Kutipan Teks
TEMPO.CO, Jakarta - Isolasi di Myanmar pada Kamis, 18 Maret 2021 semakin meningkat dengan naiknya pembatasan terhadap akses internet. Bukan hanya itu, surat kabar milik swasta juga sudah berhenti terbit menyusul upaya militer negara itu untuk melawan pemimpin Myanmar terpilih Aung San Suu Kyi.
Total yang terdokumentasi sudah 217 demonstran tewas dalam upaya melawan kudeta militer. Namun kelompok LSM Assistance Association for Political Prisoners sangat yakin jumlah yang sesungguhnya lebih dari itu.
Baca juga: Penyelidik PBB Minta Orang-orang Kumpulkan Bukti Kejahatan Junta Militer Myanmar
Suu Kyi yang juga peraih Nobel bidang perdamaian ditahan sejak 1 Februari 2021 dalam kudeta militer. Kondisi ini memantik kemarahan publik di hampir penjuru wilayah di Myanmar. Aparat keamanan Myanmar bisa dikatakan terseok-seok menghadapi gelombang unjuk rasa di sana.
Sebagian besar perekonomian Myanmar yang mulai membaik karena pandemi virus corona, lumpuh lagi oleh gelombang unjuk rasa ini dan aksi mogok kerja melawan militer yang berkuasa di Myanmar. Tidak sedikit pula investor asing yang mengevaluasi ulang rencana mereka di negara yang dulu bernama Burma.

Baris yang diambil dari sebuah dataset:

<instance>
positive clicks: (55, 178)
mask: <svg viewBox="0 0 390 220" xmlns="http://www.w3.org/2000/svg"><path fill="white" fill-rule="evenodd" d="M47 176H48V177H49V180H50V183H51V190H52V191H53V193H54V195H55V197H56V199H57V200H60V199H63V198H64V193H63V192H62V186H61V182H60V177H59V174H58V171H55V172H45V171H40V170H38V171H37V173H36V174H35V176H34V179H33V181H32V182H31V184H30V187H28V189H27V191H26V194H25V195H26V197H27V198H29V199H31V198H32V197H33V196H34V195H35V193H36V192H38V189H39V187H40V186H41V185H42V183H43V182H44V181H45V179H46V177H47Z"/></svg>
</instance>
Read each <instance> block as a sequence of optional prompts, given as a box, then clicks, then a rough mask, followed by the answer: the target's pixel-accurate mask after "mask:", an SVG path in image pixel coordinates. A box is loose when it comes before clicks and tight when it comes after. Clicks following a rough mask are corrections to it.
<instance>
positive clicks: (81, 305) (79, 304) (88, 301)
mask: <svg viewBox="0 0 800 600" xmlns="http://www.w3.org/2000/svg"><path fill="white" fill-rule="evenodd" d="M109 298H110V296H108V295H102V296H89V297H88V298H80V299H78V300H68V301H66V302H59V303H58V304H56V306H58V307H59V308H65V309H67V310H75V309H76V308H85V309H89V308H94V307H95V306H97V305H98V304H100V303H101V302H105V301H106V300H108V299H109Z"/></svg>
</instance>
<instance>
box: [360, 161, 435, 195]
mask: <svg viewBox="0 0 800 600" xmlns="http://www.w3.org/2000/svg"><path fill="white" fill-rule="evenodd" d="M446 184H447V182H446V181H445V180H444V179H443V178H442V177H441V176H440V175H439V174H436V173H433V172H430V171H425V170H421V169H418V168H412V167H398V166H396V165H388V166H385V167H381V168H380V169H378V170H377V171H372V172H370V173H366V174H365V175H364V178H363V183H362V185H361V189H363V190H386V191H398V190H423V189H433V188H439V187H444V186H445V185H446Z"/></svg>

Daftar Tugas
[A] Jawab pertanyaan ini berdasarkan berita tentang Myanmar:
(i) Berapa jumlah demonstran tewas yang sudah terdokumentasi?
(ii) Sejak tanggal berapa Suu Kyi ditahan?
(iii) Apa nama negara Myanmar dulu?
[B] Tuliskan kembali tanpa diubah bagian berita tentang Myanmar dari "Total yang terdokumentasi" sampai "dulu bernama Burma.".
Baris-baris di atas tidak perlu dipakai.

Jawaban per Tugas
[A]
(i) 217 demonstran.
(ii) Sejak 1 Februari 2021.
(iii) Burma.

[B]
Total yang terdokumentasi sudah 217 demonstran tewas dalam upaya melawan kudeta militer. Namun kelompok LSM Assistance Association for Political Prisoners sangat yakin jumlah yang sesungguhnya lebih dari itu.
Baca juga: Penyelidik PBB Minta Orang-orang Kumpulkan Bukti Kejahatan Junta Militer Myanmar
Suu Kyi yang juga peraih Nobel bidang perdamaian ditahan sejak 1 Februari 2021 dalam kudeta militer. Kondisi ini memantik kemarahan publik di hampir penjuru wilayah di Myanmar. Aparat keamanan Myanmar bisa dikatakan terseok-seok menghadapi gelombang unjuk rasa di sana.
Sebagian besar perekonomian Myanmar yang mulai membaik karena pandemi virus corona, lumpuh lagi oleh gelombang unjuk rasa ini dan aksi mogok kerja melawan militer yang berkuasa di Myanmar. Tidak sedikit pula investor asing yang mengevaluasi ulang rencana mereka di negara yang dulu bernama Burma.